=== Extrahierter Text ===
————

Grüne Geldanlagen sind sehr gefragt – aber was genau bedeutet es eigentlich, nachhaltig zu investieren?

Beim Stichwort Nachhaltigkeit denkt zunächst jede:r erst einmal an Umwelt- und Klimaschutz. Das ist natürlich eine der größten Herausforderungen unserer Zeit. Aber soziale Themen spielen genauso eine Rolle wie die Kriterien für eine gute Unternehmensführung.

Das spiegelt sich auch in der Bezeichnung ESG wider. ‚E‘ steht für Environment, also Umwelt, das ‚S‘ für soziale Themen. Das ‚G‘ wiederum steht für Governance oder auf Deutsch die Unternehmensführung. Aus meiner Sicht ist Governance der entscheidende Faktor. Denn wenn ein Unternehmen ethisch und verantwortungsbewusst geführt wird, spielen in der Folge auch Umweltaspekte und soziale Fragen bei geschäftspolitischen Entscheidungen eine wichtige Rolle.

————

=== Bereitgestellte Daten ===
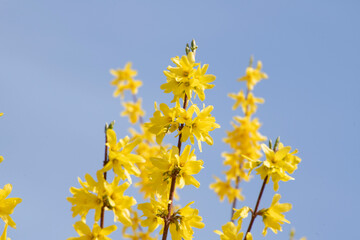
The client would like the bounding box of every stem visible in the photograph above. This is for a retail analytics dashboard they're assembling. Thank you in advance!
[244,175,269,240]
[133,94,144,125]
[162,94,188,240]
[230,176,240,222]
[100,134,109,228]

————

=== Zu erledigende Aufgaben ===
1. Gib den Text über nachhaltiges Investieren von "Grüne Geldanlagen sind" bis einschließlich "eine wichtige Rolle." noch einmal wieder. Tausche dabei "Governance" gegen "Unternehmenslenkung" aus.
2. Welcher der drei ESG-Bereiche wird im Text über nachhaltiges Investieren als der entscheidende Faktor bezeichnet?

=== Gelöste Aufgaben ===
1.
Grüne Geldanlagen sind sehr gefragt – aber was genau bedeutet es eigentlich, nachhaltig zu investieren?

Beim Stichwort Nachhaltigkeit denkt zunächst jede:r erst einmal an Umwelt- und Klimaschutz. Das ist natürlich eine der größten Herausforderungen unserer Zeit. Aber soziale Themen spielen genauso eine Rolle wie die Kriterien für eine gute Unternehmensführung.

Das spiegelt sich auch in der Bezeichnung ESG wider. ‚E‘ steht für Environment, also Umwelt, das ‚S‘ für soziale Themen. Das ‚G‘ wiederum steht für Unternehmenslenkung oder auf Deutsch die Unternehmensführung. Aus meiner Sicht ist Unternehmenslenkung der entscheidende Faktor. Denn wenn ein Unternehmen ethisch und verantwortungsbewusst geführt wird, spielen in der Folge auch Umweltaspekte und soziale Fragen bei geschäftspolitischen Entscheidungen eine wichtige Rolle.

2. Die Governance, also die Unternehmensführung.